- _WRITTEN PROBLEM 1_
How would the following sentence from the Supreme Court update read in Spanish? "However, on Wednesday, September 8, 2021, counsel for the petitioner informed the Court that the petitioner would be dismissing the case, and the Court removed the case—which had been scheduled for oral argument on October 5, 2021—from its calendar."

- _DOCUMENT SEGMENT_
※ ※ ※

U.S. Supreme Court No Longer Set to Resolve Circuit Split on Use of Section 1782 in International Commercial Arbitration

September 9, 2021

The U.S. Supreme Court granted certiorari earlier this year in the case of Servotronics, Inc. v. Rolls-Royce PLC and The Boeing Company  to resolve a circuit split regarding whether the federal international evidence collection statute, 28 U.S.C. § 1782, permits recourse to the U.S. courts for discovery for use in international commercial arbitration.

However, on Wednesday, September 8, 2021, counsel for the petitioner informed the Court that the petitioner would be dismissing the case, and the Court removed the case—which had been scheduled for oral argument on October 5, 2021—from its calendar.

※ ※ ※

Dataset excerpt
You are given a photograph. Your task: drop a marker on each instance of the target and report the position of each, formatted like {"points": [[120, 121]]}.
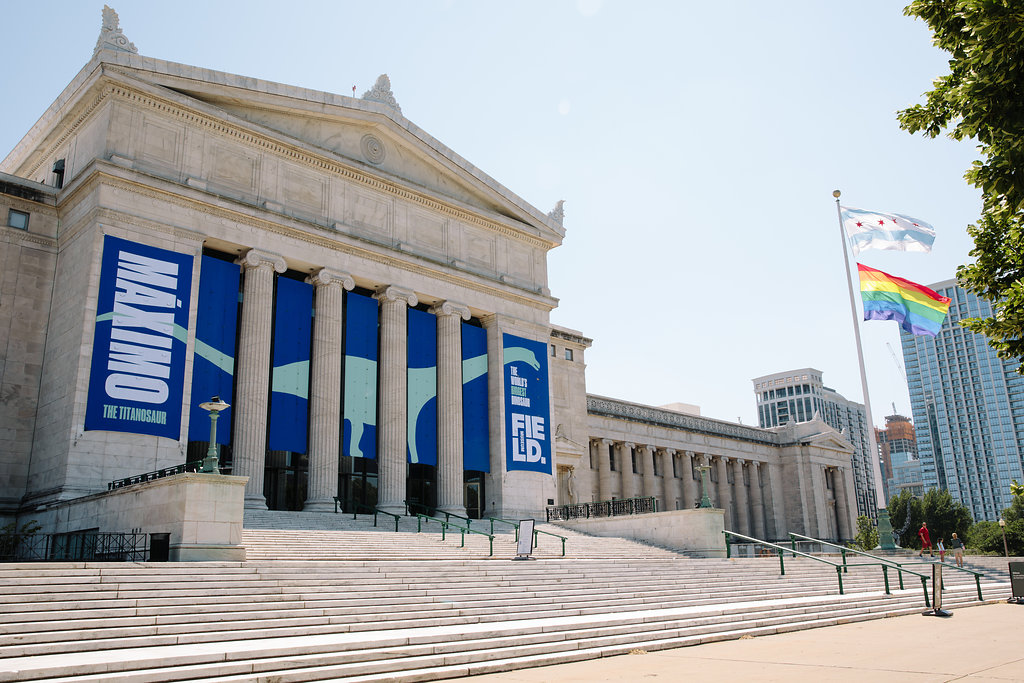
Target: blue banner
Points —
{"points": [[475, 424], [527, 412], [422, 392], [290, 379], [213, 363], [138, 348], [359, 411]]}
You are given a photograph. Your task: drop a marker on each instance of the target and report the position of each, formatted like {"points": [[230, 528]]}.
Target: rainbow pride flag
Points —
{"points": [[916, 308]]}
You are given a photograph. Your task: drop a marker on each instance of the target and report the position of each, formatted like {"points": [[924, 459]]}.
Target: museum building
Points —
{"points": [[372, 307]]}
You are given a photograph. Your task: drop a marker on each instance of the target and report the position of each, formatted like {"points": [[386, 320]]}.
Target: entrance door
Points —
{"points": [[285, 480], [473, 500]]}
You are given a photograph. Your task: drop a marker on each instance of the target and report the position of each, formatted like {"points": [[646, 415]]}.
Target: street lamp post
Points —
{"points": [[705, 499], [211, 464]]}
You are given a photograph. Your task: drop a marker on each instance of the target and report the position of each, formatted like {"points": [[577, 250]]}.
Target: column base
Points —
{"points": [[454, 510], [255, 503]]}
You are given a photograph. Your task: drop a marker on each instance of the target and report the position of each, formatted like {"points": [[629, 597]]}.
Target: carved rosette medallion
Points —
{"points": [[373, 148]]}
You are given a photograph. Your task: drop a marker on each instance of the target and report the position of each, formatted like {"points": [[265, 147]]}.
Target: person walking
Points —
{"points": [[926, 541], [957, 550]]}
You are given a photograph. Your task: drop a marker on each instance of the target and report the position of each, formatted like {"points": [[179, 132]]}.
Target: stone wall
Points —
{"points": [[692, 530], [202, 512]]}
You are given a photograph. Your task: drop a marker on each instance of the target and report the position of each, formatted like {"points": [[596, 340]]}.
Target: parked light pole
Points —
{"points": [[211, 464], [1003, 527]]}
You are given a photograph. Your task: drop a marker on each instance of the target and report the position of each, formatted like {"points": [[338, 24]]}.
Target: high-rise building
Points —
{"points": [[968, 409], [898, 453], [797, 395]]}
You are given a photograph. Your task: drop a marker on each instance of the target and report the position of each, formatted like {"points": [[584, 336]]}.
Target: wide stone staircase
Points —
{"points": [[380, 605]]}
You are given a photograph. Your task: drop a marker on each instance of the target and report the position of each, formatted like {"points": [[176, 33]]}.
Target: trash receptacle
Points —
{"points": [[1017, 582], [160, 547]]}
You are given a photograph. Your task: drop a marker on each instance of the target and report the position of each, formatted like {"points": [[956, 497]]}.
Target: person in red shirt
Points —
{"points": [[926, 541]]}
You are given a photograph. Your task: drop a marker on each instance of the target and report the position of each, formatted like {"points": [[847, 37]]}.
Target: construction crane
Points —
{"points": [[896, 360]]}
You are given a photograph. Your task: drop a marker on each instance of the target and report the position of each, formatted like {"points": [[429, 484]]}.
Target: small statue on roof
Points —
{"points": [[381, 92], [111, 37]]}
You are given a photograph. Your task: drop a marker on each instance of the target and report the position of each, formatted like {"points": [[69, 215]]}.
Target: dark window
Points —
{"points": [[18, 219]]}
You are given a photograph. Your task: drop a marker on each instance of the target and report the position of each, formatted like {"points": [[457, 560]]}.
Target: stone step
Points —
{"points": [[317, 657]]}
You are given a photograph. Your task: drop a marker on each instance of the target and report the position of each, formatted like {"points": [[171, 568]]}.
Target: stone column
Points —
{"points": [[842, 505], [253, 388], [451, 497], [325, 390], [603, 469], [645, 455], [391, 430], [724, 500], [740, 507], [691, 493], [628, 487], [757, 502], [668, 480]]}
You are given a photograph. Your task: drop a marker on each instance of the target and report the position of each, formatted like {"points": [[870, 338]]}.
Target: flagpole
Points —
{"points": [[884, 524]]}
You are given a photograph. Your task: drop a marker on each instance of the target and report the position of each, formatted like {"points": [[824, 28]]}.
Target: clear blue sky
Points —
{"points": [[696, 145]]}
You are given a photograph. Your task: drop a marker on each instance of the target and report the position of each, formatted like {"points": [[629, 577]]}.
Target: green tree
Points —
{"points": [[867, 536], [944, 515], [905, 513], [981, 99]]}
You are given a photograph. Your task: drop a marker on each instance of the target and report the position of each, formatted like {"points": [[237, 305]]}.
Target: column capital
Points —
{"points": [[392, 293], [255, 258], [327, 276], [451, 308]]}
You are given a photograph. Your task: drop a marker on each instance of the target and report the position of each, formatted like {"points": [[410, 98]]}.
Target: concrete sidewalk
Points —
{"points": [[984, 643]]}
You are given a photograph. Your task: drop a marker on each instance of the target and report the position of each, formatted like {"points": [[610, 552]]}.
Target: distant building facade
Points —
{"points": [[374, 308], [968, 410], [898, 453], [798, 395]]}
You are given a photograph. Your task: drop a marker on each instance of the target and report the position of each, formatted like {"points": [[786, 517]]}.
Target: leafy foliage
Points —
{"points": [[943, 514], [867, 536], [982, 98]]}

※ ※ ※

- _WRITTEN PROBLEM 2_
Which lines of the records above contain the string "stone"? Show each of them in full.

- _TASK RESULT 1_
Sin embargo, el miércoles 8 de septiembre de 2021, la representación legal de la parte peticionaria informó a la Corte que dicha parte desistiría del caso, y la Corte retiró el caso —que estaba programado para alegatos orales el 5 de octubre de 2021— de su calendario.

- _TASK RESULT 2_
Target: stone wall
Target: wide stone staircase
Target: stone step
Target: stone column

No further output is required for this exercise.